** Begin Records for this exercise **
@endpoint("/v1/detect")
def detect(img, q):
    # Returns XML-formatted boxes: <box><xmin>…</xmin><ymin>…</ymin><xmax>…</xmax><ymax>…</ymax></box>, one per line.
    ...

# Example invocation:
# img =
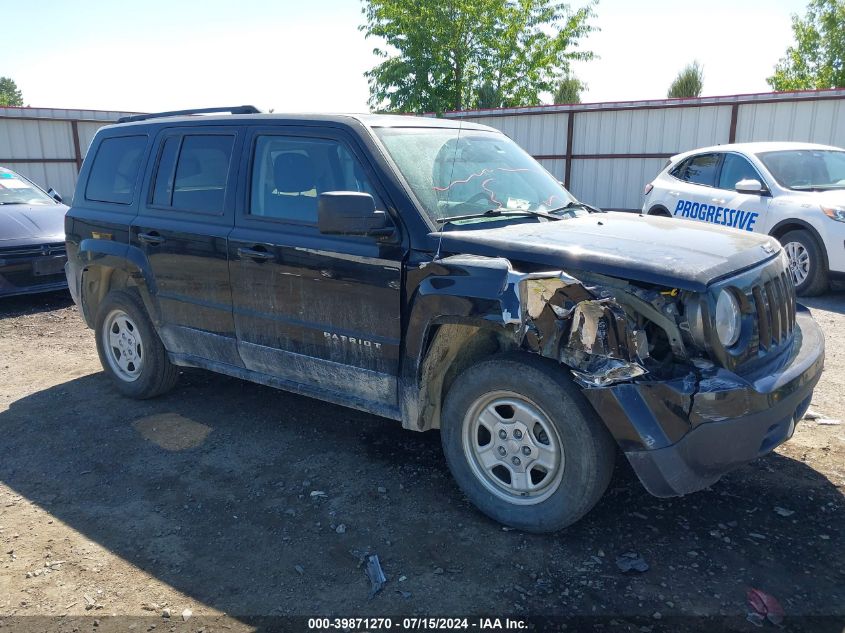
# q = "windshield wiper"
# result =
<box><xmin>434</xmin><ymin>209</ymin><xmax>563</xmax><ymax>224</ymax></box>
<box><xmin>546</xmin><ymin>200</ymin><xmax>604</xmax><ymax>213</ymax></box>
** End Records for this exercise **
=== What is required ===
Find each line in the records that contains the string "xmax" and copy those lines out in full. Case counts.

=== Task solution ===
    # Returns XML-formatted boxes: <box><xmin>…</xmin><ymin>…</ymin><xmax>…</xmax><ymax>…</ymax></box>, one per line.
<box><xmin>434</xmin><ymin>209</ymin><xmax>563</xmax><ymax>224</ymax></box>
<box><xmin>546</xmin><ymin>200</ymin><xmax>604</xmax><ymax>213</ymax></box>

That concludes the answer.